** EXTRACT **
══════════════════════════════

Weekly Commentary: May 31, 2026
⚠️ Not financial advice. This is auto-generated each week by Anthropic's Claude (an AI model). Brian Beals is not a registered investment advisor, and Anthropic's Claude is not licensed to provide personalized financial advice. The screener is a research and methodology demo, not a recommendation system. Past performance does not predict future results. Do your own research before making any investment decisions.
By Brian Beals. Methodology and code: github.com/brianbeals/sector-rotation-screener. Commentary generated by Anthropic's Claude (claude-opus-4-8).
What the screen said this week
The screen classified the current environment as mid-cycle, based on industrial production (INDPRO) growing 1.4% year over year, which falls inside the 0.0% to 4.0% band the rule set treats as steady expansion. The yield curve reading of +0.46 (a positive spread between longer and shorter rates) supported that same read. In short, the macro inputs pointed to ongoing, moderate growth rather than an early rebound or a late-cycle slowdown.
Technology (XLK) topped the composite at 93.8 and was the only sector carrying a Buy signal this week, where Buy is defined as a composite of 65 or higher. Its score reflected strength across all three inputs: high seasonality (82.0), a maximum cycle-fit score (100.0), and the strongest relative strength in the group (98.0, with three-month relative strength of +27.26%). Relative strength here measures how a sector has performed against the broad market. Everything else landed in Hold territory, with Communications (XLC) a distant second at 59.3.
Four sectors carried Avoid signals, defined as a composite of 40 or lower: Financials (XLF), Healthcare (XLV), Consumer Staples (XLP), and Utilities (XLU). In each case weak relative strength was the main drag, with three-month figures ranging from roughly -10% to -18%.

══════════════════════════════

** EXERCISE A **
Answer these three questions from the weekly commentary:
(i) By how much did industrial production grow year over year?
(ii) What composite score earns a sector a Buy signal?
(iii) Which four sectors carried Avoid signals?
** EXERCISE B **
Resume the weekly sector commentary after its final sentence.

[Annotated photo localization data]

══════════════════════════════

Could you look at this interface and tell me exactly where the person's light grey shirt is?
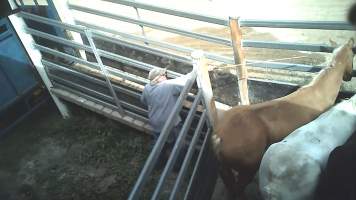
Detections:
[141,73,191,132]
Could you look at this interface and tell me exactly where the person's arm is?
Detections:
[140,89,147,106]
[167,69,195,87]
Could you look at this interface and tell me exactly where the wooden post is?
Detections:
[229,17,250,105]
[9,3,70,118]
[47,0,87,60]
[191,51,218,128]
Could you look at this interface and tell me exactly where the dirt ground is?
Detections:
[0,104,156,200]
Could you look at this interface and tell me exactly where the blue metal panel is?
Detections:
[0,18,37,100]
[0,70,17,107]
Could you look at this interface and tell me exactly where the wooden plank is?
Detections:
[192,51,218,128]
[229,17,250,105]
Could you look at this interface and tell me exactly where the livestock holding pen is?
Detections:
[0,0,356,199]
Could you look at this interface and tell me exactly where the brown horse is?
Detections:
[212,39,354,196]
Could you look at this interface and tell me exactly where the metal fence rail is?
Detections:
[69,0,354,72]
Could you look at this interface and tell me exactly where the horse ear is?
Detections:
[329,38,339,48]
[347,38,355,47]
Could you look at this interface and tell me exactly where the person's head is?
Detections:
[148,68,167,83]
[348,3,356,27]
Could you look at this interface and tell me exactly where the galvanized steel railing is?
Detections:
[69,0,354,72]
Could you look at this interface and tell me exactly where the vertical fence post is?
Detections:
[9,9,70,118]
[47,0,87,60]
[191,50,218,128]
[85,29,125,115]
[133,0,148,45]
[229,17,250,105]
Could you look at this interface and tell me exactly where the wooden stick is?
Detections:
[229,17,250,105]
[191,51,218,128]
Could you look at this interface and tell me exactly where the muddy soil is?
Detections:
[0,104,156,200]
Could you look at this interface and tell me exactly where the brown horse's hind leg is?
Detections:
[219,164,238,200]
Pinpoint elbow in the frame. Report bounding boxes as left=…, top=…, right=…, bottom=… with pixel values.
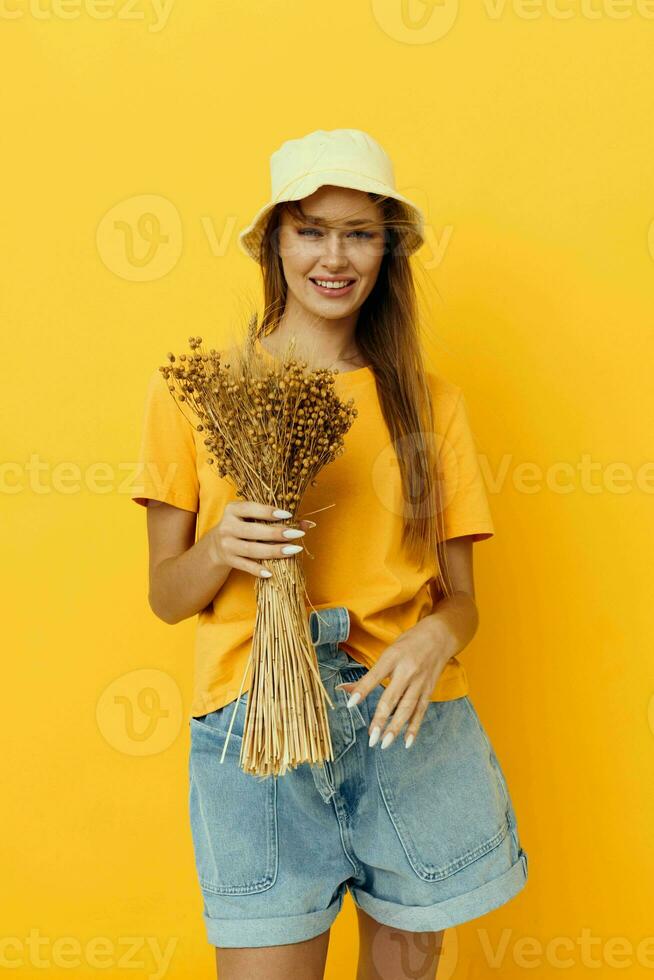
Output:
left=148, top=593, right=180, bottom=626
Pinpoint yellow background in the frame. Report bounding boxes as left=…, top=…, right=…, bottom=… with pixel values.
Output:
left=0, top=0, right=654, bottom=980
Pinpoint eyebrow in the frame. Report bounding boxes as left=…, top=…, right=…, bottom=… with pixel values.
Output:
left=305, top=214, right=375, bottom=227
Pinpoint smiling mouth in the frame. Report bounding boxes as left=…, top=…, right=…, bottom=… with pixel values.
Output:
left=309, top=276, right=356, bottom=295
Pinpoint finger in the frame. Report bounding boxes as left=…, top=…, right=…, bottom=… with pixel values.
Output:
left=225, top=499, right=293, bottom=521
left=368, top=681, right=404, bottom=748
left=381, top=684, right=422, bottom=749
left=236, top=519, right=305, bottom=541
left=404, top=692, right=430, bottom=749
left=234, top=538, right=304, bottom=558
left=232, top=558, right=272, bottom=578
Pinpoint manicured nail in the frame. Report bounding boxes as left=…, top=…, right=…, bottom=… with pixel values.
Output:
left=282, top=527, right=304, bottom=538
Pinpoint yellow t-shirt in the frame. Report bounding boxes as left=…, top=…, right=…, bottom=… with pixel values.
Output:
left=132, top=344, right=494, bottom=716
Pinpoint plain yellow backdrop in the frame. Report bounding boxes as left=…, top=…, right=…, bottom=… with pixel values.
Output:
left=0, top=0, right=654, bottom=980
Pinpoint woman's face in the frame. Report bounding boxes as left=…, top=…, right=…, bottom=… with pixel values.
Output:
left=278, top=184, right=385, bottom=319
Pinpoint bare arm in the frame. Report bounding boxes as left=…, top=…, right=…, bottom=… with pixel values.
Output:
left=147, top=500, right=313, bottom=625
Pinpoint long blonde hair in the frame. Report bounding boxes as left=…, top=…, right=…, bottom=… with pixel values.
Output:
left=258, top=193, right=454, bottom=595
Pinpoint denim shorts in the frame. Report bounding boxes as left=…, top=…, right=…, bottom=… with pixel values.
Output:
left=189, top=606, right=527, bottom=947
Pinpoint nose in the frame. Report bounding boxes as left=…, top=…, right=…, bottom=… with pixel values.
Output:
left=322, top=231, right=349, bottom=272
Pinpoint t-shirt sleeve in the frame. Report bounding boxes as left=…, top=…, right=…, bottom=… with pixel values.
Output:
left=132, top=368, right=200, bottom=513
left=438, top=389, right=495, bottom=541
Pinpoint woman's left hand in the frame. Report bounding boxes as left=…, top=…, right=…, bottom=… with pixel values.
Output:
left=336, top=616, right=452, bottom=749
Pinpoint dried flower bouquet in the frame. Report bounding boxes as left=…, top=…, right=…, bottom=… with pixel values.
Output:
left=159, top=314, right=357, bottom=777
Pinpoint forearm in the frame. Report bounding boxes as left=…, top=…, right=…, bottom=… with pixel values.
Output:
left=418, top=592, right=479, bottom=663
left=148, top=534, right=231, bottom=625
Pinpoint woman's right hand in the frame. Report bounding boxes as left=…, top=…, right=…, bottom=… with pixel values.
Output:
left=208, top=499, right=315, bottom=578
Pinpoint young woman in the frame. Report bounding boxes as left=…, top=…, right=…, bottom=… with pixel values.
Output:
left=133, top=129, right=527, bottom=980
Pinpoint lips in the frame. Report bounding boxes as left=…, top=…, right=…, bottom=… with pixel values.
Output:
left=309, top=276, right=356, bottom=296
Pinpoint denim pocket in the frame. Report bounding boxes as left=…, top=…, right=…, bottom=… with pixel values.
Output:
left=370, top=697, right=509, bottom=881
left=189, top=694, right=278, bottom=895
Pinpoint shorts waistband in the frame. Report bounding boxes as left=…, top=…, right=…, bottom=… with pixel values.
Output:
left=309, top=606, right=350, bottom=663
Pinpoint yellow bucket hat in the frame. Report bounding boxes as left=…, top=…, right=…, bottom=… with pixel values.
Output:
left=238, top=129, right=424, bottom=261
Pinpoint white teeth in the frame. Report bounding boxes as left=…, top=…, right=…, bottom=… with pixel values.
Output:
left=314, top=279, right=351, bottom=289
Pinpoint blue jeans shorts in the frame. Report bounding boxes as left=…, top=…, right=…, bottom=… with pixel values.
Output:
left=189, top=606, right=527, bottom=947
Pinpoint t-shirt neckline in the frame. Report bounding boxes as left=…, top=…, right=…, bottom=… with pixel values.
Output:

══════════════════════════════

** WRITTEN ANSWER A **
(i) 1.4%
(ii) 65 or higher
(iii) Financials (XLF), Healthcare (XLV), Consumer Staples (XLP), and Utilities (XLU)

** WRITTEN ANSWER B **
Things worth noticing
There is a sharp gap between the top sector and the rest. XLK's relative strength of 98.0 stands far above the next nearest sector, while most others cluster in the teens to low 40s. That concentration meant the composite separated cleanly even though seasonality scores were broadly similar across the field.
XLC is worth a closer look. Its cycle-fit and seasonality scores were both high (100.0 and 80.9), but its relative strength was only 12.6 with three-month relative strength of -12.26%. The seasonality figure also carried a "thin sample" flag, meaning fewer historical observations sit behind that number, so it deserves more caution than a fully populated reading. The result is a sector where the macro and calendar inputs disagreed sharply with recent price action.
Also notable: the backtest shows the strategy returned +257.75% versus SPY's +639.48% since May 2011, net of 10 bps trading cost. The rule set did not beat a simple SPY hold over that window.
Methodology reminder
The composite is the weighted sum named above: seasonality 30%, cycle fit 30%, and relative strength 40%. Lookahead bias in the backtest is controlled using FRED ALFRED data vintages, so each historical decision uses only the macro data that was actually available at the time. The backtest result is a property of this specific rule set over this specific window, not a forecast of what any sector or the strategy will do next.